Germán Sumbre Navigational strategies put to the test by evolution

Integrating information to navigate the environment 

To navigate in often complex environments, animals use different strategies based on external sensory information (e.g. light) and internal information (e.g. perception of body position). This data is integrated by precise neural networks in the brain to create cognitive spatial maps which function as an internal GPS, a compass and a pedometer, enabling animals to find their path and self-locate in space. 

In fish, cues such as light, odours, water vibration and flow, sound, perception of body position and depth are essential for navigation. How is this external and internal information integrated in the brain to generate a mental representation of space? How do neural circuits evolve when the animal adapts to drastic environmental changes? Despite the existence of theoretical models, these mechanisms remain to be elucidated.

A cavefish to study navigation in changing environments 

To address these questions, Germán Sumbre's team has chosen a fascinating study model: the fish Astyanax mexicanus, also known as the Mexican tetra. This species consists of river-dwelling fish and blind cave-dweller that were trapped in dark caves around 20,000 years ago. Confronted with radically different environmental conditions (darkness, scarcity of food sources, absence of predators) the cave fish developed numerous adaptations, including eyes loss, the disappearance of certain social behaviors, and the expansion of the water flow sensor (known as the lateral line). These evolutionary adaptations make Astyanax mexicanus a model of choice for studying the adaptation of neuronal circuits to the environment.

An innovative project to reveal the adaptation of spatial navigation mechanisms 

With the support of Impulscience^®, Germán Sumbre and his team will mobilise their multidisciplinary expertise, developed over several years, to compare the navigational abilities and underlying neuronal circuits of two cave fish variants (which evolved independently in two separate caves) and the river variant of the same species. 

Whole-brain imaging, genetic manipulation, optogenetics, behavioral analysis, virtual reality and mathematical methods for analysing the activity of neural networks are all techniques that will enable the team to dissect in detail the mechanisms underlying the generation of cognitive spatial maps in Astyanax mexicanus variants. 

This comparative approach, at the crossroads of neurobiology, behavioral ecology, evolution and cognitive sciences, will provide a better understanding of the mechanisms and principles underlying the evolution of spatial navigation in vertebrates, and open the door to study how neuronal computations adapt to drastic changes in the environment.

• [DATA EXTRACT]
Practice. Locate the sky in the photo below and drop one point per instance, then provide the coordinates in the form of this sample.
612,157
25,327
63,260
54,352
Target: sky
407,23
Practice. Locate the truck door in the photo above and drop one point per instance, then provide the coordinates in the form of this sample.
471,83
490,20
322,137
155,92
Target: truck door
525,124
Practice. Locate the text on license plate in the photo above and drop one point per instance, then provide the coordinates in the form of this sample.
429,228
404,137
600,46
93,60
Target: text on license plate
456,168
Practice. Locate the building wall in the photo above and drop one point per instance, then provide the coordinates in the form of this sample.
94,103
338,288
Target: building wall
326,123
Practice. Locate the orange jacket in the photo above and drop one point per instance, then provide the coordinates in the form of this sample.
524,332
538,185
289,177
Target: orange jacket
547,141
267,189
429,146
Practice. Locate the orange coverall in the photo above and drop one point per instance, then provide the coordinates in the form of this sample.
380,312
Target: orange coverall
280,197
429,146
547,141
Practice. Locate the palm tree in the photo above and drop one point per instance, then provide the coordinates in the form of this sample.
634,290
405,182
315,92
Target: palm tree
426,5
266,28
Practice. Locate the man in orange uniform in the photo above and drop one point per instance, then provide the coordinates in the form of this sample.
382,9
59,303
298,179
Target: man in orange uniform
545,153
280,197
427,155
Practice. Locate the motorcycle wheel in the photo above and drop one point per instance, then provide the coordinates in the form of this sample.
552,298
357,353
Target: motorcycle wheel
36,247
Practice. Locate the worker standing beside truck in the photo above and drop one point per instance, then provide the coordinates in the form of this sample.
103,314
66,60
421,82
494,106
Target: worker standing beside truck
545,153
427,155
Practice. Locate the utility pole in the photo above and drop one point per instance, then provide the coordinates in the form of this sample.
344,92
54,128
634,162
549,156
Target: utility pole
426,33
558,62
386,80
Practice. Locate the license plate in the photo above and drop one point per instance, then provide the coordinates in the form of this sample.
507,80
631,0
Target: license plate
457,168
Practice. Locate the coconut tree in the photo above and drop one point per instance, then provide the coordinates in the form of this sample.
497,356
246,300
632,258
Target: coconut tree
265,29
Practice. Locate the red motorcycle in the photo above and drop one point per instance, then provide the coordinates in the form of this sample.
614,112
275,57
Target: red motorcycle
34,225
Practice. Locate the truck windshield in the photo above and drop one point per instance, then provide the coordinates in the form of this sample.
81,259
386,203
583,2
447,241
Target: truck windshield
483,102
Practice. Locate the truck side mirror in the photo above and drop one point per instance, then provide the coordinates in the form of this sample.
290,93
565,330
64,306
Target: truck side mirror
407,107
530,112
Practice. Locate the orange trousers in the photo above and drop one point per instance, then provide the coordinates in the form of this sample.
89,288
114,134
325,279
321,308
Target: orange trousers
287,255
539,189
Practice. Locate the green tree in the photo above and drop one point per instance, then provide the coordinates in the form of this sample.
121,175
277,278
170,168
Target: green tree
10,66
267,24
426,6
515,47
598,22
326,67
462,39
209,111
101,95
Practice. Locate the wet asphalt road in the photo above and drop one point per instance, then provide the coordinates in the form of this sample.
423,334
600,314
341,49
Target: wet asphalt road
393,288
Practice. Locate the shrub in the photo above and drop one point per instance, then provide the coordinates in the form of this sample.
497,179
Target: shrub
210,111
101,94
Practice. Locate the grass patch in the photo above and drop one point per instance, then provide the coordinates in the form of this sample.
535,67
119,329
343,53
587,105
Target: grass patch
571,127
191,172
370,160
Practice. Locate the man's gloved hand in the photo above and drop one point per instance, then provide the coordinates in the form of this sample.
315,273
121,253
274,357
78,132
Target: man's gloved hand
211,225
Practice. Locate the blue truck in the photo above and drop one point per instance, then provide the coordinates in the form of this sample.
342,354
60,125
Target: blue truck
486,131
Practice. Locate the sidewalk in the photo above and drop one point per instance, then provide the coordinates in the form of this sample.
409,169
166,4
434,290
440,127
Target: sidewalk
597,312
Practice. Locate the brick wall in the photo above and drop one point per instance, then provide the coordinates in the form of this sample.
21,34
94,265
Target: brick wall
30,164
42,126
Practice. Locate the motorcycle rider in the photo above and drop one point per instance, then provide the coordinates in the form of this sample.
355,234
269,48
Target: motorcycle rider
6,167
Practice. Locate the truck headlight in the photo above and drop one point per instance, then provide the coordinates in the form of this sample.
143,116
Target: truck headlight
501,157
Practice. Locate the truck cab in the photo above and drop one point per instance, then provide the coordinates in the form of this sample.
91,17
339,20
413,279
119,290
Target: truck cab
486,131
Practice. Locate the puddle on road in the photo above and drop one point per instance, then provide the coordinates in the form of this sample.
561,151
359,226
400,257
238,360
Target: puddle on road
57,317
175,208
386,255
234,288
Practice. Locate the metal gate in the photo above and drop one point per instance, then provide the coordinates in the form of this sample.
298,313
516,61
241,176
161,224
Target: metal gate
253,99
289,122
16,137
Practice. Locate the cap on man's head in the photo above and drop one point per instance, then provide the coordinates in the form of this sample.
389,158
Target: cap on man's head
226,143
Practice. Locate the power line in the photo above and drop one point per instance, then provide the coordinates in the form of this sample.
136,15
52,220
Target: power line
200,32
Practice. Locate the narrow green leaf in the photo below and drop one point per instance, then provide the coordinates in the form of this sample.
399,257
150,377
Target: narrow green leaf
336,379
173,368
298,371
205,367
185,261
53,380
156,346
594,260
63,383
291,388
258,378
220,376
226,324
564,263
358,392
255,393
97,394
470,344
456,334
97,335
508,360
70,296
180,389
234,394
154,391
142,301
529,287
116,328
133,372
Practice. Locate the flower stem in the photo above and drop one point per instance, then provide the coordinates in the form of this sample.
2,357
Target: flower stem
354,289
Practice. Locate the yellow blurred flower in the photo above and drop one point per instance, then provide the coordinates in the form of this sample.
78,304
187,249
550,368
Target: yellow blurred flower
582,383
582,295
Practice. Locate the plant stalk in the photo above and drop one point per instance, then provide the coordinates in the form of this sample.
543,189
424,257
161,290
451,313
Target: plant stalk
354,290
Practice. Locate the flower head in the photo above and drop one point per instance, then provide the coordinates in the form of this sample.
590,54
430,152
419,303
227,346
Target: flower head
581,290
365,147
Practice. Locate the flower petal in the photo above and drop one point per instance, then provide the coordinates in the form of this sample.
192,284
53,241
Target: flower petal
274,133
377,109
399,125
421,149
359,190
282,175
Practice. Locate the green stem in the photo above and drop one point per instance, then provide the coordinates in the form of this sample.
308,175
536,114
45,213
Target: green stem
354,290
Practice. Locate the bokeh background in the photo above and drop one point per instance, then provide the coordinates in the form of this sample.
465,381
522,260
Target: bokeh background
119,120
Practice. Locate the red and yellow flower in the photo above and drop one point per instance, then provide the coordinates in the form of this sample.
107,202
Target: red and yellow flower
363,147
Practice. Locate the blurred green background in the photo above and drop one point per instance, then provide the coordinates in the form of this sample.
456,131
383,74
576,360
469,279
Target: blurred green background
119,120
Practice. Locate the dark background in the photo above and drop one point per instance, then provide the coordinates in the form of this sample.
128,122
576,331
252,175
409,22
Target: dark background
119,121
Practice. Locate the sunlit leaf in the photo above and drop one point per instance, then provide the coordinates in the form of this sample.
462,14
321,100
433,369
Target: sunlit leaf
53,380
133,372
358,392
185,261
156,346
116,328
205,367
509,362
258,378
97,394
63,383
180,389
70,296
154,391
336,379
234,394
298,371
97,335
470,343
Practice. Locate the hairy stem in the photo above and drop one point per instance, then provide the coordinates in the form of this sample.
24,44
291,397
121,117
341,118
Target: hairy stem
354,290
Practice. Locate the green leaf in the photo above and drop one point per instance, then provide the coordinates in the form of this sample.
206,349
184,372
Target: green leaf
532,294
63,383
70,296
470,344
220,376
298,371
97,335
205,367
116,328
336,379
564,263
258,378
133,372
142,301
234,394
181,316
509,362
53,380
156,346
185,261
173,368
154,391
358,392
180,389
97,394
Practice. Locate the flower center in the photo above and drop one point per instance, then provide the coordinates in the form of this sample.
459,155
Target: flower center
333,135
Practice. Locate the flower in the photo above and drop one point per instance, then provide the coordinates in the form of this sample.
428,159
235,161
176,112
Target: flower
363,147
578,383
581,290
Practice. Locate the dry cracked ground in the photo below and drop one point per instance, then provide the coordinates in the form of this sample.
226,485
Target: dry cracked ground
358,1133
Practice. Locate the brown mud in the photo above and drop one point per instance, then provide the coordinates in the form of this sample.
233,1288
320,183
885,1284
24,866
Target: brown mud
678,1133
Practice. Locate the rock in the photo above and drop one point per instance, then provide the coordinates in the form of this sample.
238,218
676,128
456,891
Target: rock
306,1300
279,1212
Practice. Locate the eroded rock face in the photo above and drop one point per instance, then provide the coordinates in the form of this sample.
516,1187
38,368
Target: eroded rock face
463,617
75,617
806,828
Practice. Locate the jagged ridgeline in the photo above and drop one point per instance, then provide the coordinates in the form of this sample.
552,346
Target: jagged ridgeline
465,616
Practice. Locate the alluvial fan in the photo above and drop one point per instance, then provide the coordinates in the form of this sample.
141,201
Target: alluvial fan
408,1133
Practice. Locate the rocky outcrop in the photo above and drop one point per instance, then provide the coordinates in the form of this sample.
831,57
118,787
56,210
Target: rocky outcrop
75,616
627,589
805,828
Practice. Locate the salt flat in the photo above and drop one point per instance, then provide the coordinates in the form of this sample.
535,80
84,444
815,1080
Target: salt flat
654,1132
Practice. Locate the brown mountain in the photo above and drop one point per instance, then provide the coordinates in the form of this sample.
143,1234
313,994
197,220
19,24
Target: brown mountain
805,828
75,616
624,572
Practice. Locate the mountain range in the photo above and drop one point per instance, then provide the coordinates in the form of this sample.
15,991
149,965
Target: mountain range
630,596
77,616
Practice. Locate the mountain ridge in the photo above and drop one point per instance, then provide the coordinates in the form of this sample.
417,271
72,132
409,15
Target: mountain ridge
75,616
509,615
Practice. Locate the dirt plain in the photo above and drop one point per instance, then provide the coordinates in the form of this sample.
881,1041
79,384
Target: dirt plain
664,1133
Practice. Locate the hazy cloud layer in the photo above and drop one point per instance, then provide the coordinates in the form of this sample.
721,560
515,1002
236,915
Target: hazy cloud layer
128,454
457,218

• [WHAT THE EXERCISE ASKS] Translate this sentence from the text on cavefish navigation into Spanish: "In fish, cues such as light, odours, water vibration and flow, sound, perception of body position and depth are essential for navigation."

• [ANSWER SPACE] En los peces, señales como la luz, los olores, la vibración y el flujo del agua, el sonido, la percepción de la posición del cuerpo y la profundidad son esenciales para la navegación.